=== THE TASK ===
Count the lines of the records below that contain the string "green", matching case exactly, and reply with that number alone.

=== DATA FOR THIS TASK ===
┄┄┄┄┄┄┄┄┄┄┄┄┄┄┄┄┄┄┄┄

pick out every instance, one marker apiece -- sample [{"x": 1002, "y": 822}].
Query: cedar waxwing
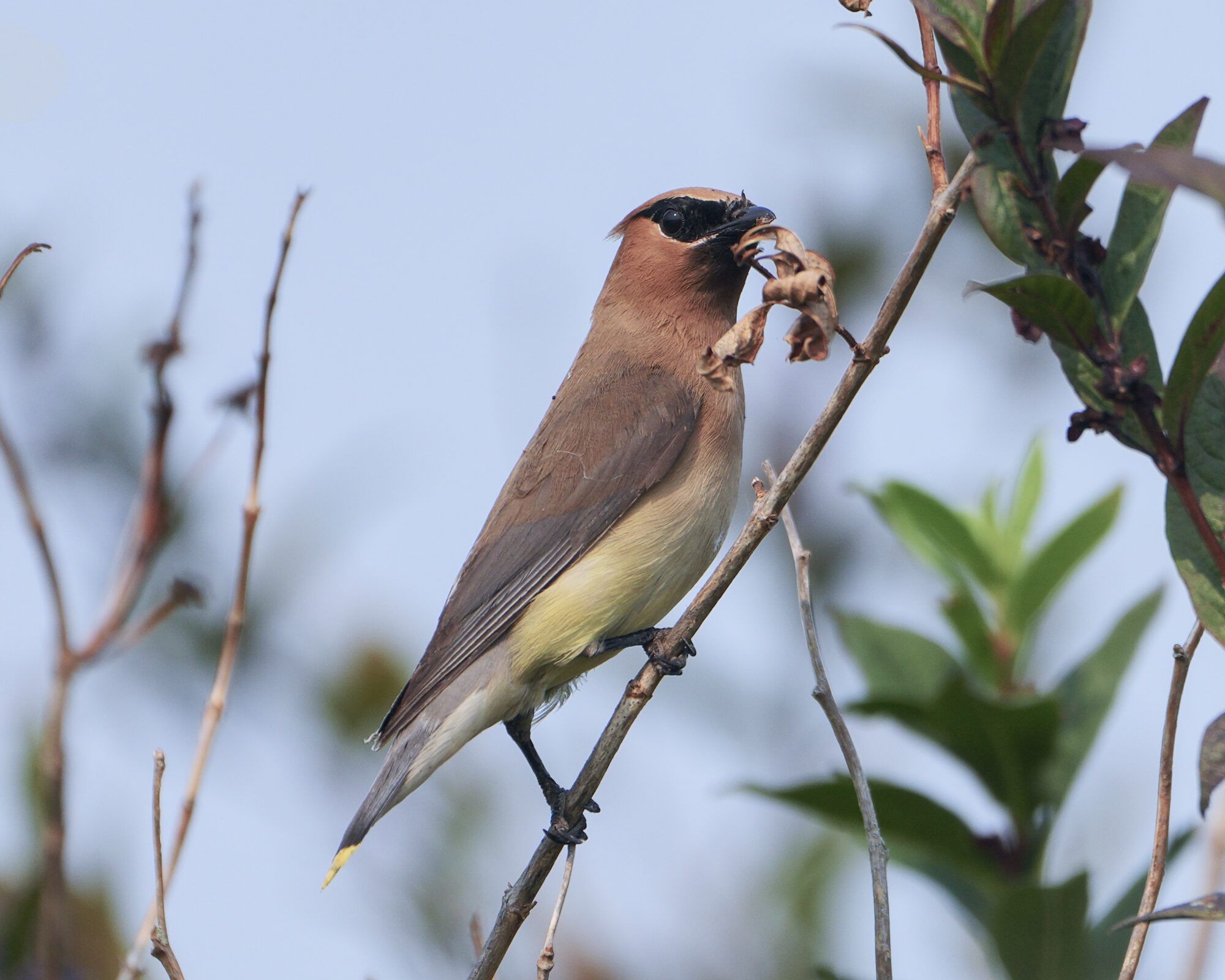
[{"x": 618, "y": 505}]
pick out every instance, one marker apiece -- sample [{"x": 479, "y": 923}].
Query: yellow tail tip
[{"x": 342, "y": 856}]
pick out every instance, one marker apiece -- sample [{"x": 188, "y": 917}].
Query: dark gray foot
[{"x": 669, "y": 666}]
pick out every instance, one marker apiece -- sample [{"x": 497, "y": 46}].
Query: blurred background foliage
[
  {"x": 976, "y": 700},
  {"x": 368, "y": 432}
]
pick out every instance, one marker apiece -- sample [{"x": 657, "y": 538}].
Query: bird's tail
[{"x": 393, "y": 785}]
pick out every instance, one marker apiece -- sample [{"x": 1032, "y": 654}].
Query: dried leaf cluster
[{"x": 803, "y": 281}]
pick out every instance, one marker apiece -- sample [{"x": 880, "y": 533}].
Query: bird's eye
[{"x": 672, "y": 222}]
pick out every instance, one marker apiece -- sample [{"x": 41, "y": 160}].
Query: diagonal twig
[
  {"x": 519, "y": 900},
  {"x": 1183, "y": 656},
  {"x": 545, "y": 962},
  {"x": 878, "y": 853},
  {"x": 162, "y": 951},
  {"x": 216, "y": 705},
  {"x": 932, "y": 139}
]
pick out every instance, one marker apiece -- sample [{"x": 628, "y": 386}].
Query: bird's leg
[
  {"x": 520, "y": 729},
  {"x": 650, "y": 640}
]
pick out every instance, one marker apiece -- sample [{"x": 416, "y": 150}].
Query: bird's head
[{"x": 682, "y": 241}]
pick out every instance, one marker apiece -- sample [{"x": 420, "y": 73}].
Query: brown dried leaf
[
  {"x": 1212, "y": 761},
  {"x": 808, "y": 339},
  {"x": 738, "y": 346}
]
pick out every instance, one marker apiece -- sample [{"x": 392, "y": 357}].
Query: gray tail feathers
[{"x": 390, "y": 785}]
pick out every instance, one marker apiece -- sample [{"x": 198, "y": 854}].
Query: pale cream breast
[{"x": 646, "y": 563}]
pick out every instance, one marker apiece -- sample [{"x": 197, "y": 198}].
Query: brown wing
[{"x": 601, "y": 447}]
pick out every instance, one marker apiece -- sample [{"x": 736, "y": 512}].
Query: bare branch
[
  {"x": 878, "y": 853},
  {"x": 932, "y": 139},
  {"x": 162, "y": 951},
  {"x": 545, "y": 962},
  {"x": 519, "y": 900},
  {"x": 1183, "y": 656},
  {"x": 237, "y": 618}
]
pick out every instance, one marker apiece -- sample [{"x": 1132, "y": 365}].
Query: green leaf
[
  {"x": 1212, "y": 761},
  {"x": 1140, "y": 221},
  {"x": 1108, "y": 948},
  {"x": 1041, "y": 930},
  {"x": 919, "y": 832},
  {"x": 1072, "y": 194},
  {"x": 1021, "y": 57},
  {"x": 897, "y": 663},
  {"x": 935, "y": 533},
  {"x": 1004, "y": 214},
  {"x": 962, "y": 21},
  {"x": 1054, "y": 562},
  {"x": 1006, "y": 744},
  {"x": 918, "y": 68},
  {"x": 1046, "y": 92},
  {"x": 1057, "y": 306},
  {"x": 1169, "y": 167},
  {"x": 1088, "y": 690},
  {"x": 1197, "y": 353},
  {"x": 966, "y": 617},
  {"x": 1206, "y": 471},
  {"x": 1025, "y": 497}
]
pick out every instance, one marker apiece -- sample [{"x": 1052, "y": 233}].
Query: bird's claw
[
  {"x": 559, "y": 829},
  {"x": 671, "y": 666}
]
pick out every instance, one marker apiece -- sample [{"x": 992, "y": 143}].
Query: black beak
[{"x": 744, "y": 220}]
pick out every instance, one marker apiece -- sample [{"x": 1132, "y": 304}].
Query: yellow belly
[{"x": 633, "y": 576}]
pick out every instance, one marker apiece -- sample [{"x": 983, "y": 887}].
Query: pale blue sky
[{"x": 466, "y": 164}]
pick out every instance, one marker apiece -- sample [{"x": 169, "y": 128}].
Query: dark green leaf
[
  {"x": 962, "y": 21},
  {"x": 918, "y": 68},
  {"x": 1108, "y": 948},
  {"x": 1001, "y": 17},
  {"x": 1211, "y": 908},
  {"x": 1055, "y": 306},
  {"x": 1212, "y": 761},
  {"x": 966, "y": 617},
  {"x": 1072, "y": 194},
  {"x": 1140, "y": 221},
  {"x": 897, "y": 663},
  {"x": 1021, "y": 57},
  {"x": 1058, "y": 37},
  {"x": 1041, "y": 930},
  {"x": 1088, "y": 690},
  {"x": 1004, "y": 214},
  {"x": 935, "y": 533},
  {"x": 919, "y": 832},
  {"x": 1206, "y": 470},
  {"x": 1054, "y": 562},
  {"x": 1197, "y": 353},
  {"x": 1006, "y": 744},
  {"x": 1172, "y": 168}
]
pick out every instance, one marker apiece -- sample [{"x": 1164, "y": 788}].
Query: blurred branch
[
  {"x": 878, "y": 853},
  {"x": 1183, "y": 656},
  {"x": 545, "y": 963},
  {"x": 520, "y": 899},
  {"x": 932, "y": 139},
  {"x": 162, "y": 951},
  {"x": 216, "y": 705},
  {"x": 1197, "y": 963}
]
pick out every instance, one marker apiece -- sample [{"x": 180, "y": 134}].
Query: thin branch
[
  {"x": 545, "y": 962},
  {"x": 162, "y": 951},
  {"x": 237, "y": 618},
  {"x": 519, "y": 900},
  {"x": 878, "y": 853},
  {"x": 148, "y": 531},
  {"x": 932, "y": 139},
  {"x": 1183, "y": 656}
]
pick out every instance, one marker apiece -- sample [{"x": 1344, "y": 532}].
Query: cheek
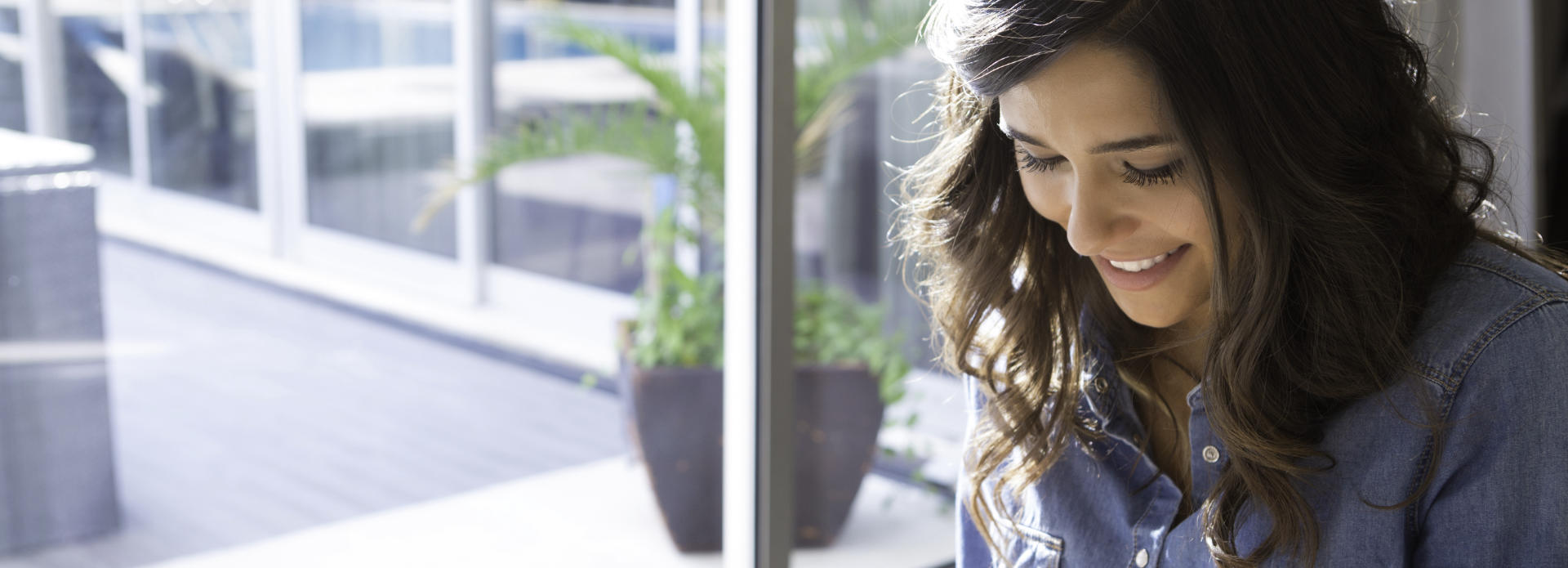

┄┄┄┄┄┄┄┄┄┄┄┄┄┄┄┄┄┄┄┄

=== COMPLETE RESPONSE ===
2